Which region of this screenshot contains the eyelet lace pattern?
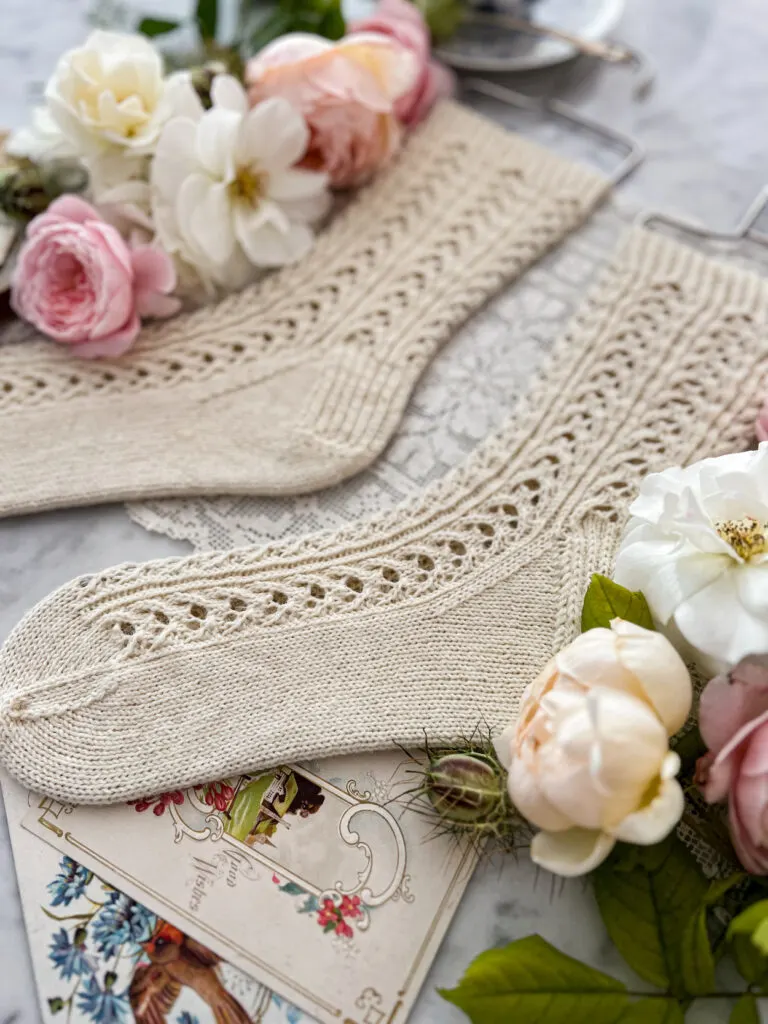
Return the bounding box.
[0,100,608,518]
[0,101,603,413]
[4,224,768,808]
[76,227,768,659]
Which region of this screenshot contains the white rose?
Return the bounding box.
[496,620,691,876]
[44,30,183,158]
[614,443,768,675]
[6,107,78,163]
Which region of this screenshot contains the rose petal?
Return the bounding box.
[507,756,573,833]
[699,666,768,755]
[729,793,768,874]
[555,628,637,690]
[249,33,333,76]
[611,773,684,845]
[675,571,768,671]
[612,619,692,735]
[71,310,140,358]
[530,828,616,877]
[44,195,99,225]
[131,246,177,298]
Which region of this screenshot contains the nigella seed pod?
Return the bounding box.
[426,752,504,824]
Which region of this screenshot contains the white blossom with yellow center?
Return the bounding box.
[615,443,768,674]
[150,75,329,293]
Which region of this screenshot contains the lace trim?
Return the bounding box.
[0,101,603,413]
[73,227,768,658]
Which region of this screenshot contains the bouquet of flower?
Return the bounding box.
[418,442,768,1022]
[0,0,453,358]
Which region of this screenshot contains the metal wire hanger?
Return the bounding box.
[463,78,644,187]
[637,186,768,245]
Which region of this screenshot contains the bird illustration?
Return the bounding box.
[129,920,252,1024]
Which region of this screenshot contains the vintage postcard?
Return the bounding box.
[21,753,477,1024]
[2,770,308,1024]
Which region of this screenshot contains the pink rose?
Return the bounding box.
[698,655,768,873]
[756,398,768,443]
[11,195,180,358]
[351,0,455,126]
[245,33,419,188]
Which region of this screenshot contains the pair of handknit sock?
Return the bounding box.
[0,100,608,518]
[2,226,767,804]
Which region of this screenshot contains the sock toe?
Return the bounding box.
[0,569,145,798]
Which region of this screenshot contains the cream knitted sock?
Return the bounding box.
[3,227,767,804]
[0,101,608,519]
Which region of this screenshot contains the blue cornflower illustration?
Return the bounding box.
[272,994,304,1023]
[176,1013,200,1024]
[92,894,157,959]
[76,973,130,1024]
[47,856,92,907]
[48,927,94,981]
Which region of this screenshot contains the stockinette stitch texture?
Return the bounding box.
[2,227,767,804]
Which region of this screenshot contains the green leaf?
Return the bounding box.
[48,998,65,1015]
[411,0,464,40]
[593,837,707,995]
[730,994,760,1024]
[619,1001,685,1023]
[439,934,632,1023]
[278,881,306,896]
[137,16,180,36]
[243,7,295,54]
[679,906,715,995]
[704,873,746,906]
[196,0,218,40]
[322,920,336,934]
[298,895,319,914]
[581,574,655,633]
[314,3,345,40]
[728,900,768,983]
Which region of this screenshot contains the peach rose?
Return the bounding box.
[698,655,768,874]
[11,195,179,358]
[351,0,455,126]
[245,32,419,188]
[495,620,692,876]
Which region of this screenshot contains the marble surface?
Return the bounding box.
[3,0,768,1021]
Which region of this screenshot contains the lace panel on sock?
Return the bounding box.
[0,101,603,412]
[72,228,768,658]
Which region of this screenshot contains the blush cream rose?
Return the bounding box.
[350,0,455,126]
[245,33,419,188]
[495,620,692,876]
[11,195,179,358]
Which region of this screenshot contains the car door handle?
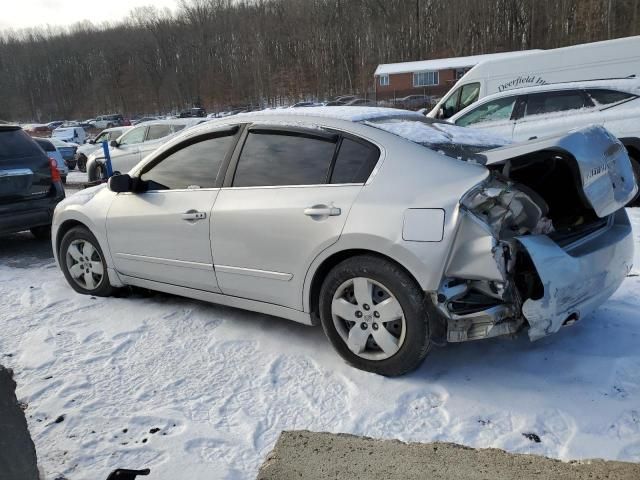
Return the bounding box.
[304,205,341,217]
[181,210,207,221]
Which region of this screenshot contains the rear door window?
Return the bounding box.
[233,130,337,187]
[524,90,590,116]
[330,138,379,184]
[587,89,637,106]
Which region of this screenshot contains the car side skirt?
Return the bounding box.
[118,273,313,326]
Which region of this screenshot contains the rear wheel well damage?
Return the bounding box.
[308,250,427,321]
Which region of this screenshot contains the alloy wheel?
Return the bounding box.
[65,239,104,291]
[331,277,406,361]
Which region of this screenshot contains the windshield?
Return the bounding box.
[361,116,509,158]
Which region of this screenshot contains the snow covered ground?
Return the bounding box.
[1,211,640,479]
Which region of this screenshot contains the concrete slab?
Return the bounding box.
[257,430,640,480]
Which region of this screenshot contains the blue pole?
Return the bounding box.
[101,141,113,178]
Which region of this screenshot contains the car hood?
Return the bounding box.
[77,143,101,155]
[478,125,637,218]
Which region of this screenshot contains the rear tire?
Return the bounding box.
[629,155,640,207]
[59,226,114,297]
[319,255,431,376]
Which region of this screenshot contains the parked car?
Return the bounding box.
[49,137,79,170]
[86,119,204,181]
[34,137,69,183]
[345,98,376,106]
[52,107,636,376]
[92,114,126,129]
[428,36,640,119]
[449,78,640,204]
[179,108,207,118]
[46,121,65,130]
[75,127,132,172]
[394,95,435,110]
[52,126,87,145]
[132,116,159,125]
[23,124,50,136]
[1,124,65,239]
[291,102,317,108]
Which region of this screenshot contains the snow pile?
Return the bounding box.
[367,119,510,147]
[0,211,639,479]
[244,106,424,123]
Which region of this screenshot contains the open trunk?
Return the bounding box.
[436,125,636,342]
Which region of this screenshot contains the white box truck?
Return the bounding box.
[428,35,640,119]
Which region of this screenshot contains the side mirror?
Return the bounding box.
[110,140,119,148]
[108,174,133,193]
[437,108,444,119]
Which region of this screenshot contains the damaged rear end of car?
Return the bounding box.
[436,125,636,343]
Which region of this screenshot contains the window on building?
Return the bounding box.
[379,74,389,87]
[413,71,439,87]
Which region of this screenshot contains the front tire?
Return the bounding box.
[77,154,87,172]
[319,255,431,376]
[59,226,114,297]
[629,155,640,207]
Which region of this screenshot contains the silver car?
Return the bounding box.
[52,107,636,376]
[86,119,205,181]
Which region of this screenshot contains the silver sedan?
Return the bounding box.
[52,107,636,376]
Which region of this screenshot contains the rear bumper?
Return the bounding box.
[0,183,65,235]
[517,209,634,340]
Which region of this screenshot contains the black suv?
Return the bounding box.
[0,125,65,239]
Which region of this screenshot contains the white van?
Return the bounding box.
[428,36,640,119]
[52,126,87,144]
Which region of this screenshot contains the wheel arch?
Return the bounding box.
[305,248,424,326]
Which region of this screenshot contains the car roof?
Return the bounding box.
[471,78,639,106]
[450,77,640,121]
[135,118,205,127]
[239,106,424,123]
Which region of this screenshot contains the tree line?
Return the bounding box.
[1,0,639,122]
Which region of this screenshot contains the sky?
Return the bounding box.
[0,0,180,32]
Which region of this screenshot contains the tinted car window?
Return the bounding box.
[146,125,173,141]
[0,129,43,160]
[456,96,517,127]
[587,89,637,106]
[330,138,379,184]
[140,134,235,190]
[525,91,588,116]
[35,139,56,152]
[233,131,336,187]
[119,127,146,145]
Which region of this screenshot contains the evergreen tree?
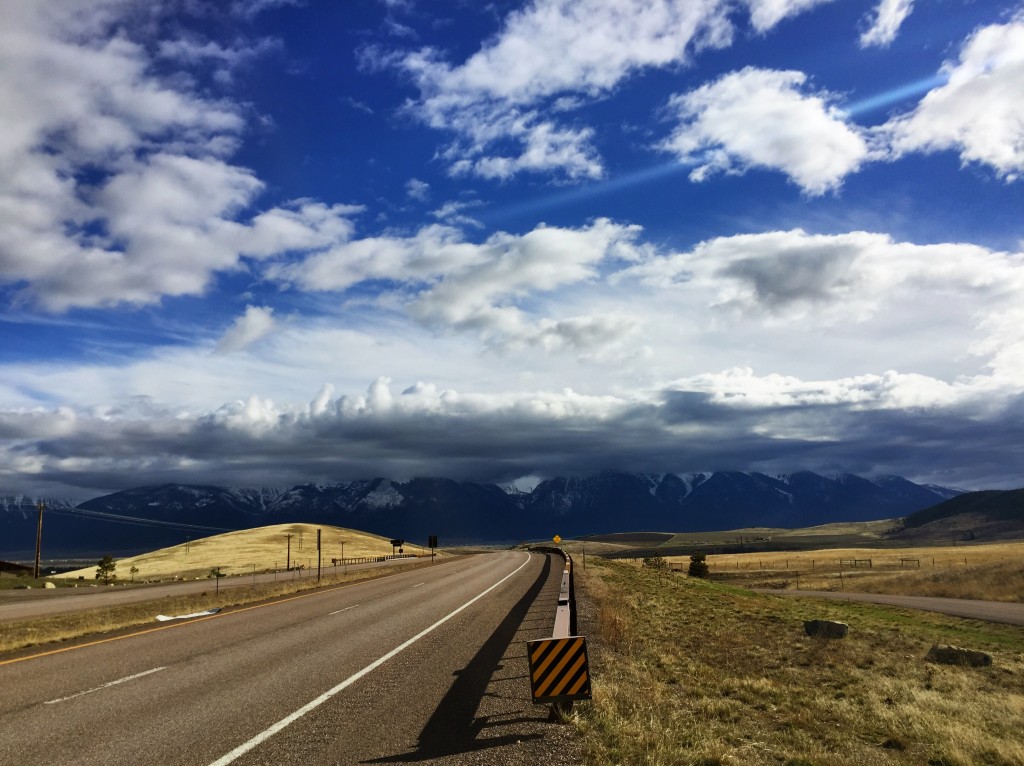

What the task asks: Leaving every picture out, write out exactly the lines from the beginning of the listing above to the line with "Which region of this screenshot contains the bouquet", inclusive.

Output:
Which region of this screenshot contains the eyelet lace pattern?
Return the bounding box.
[0,100,608,518]
[0,101,603,413]
[4,224,768,808]
[76,227,768,659]
Which region of this screenshot contains the white rose?
Return the bounding box.
[496,620,691,876]
[44,30,183,158]
[614,443,768,675]
[6,107,78,163]
Which region of this screenshot contains the rose petal?
Return the bounding box.
[507,756,573,833]
[699,666,768,755]
[729,793,768,874]
[555,628,637,690]
[249,33,333,76]
[611,773,684,845]
[675,571,768,671]
[612,619,692,735]
[71,310,140,358]
[530,828,616,877]
[44,195,99,225]
[131,246,177,298]
Which region of this screenshot contains the nigella seed pod?
Return the bounding box.
[426,752,504,824]
Which region of this screenshot contains the white blossom with yellow center?
Return the bounding box.
[615,443,768,674]
[150,75,329,293]
Which region of this screenshot contains the lace trim?
Return the bounding box.
[0,101,603,413]
[73,227,768,658]
Which region of this screenshot contains the bouquet of flower?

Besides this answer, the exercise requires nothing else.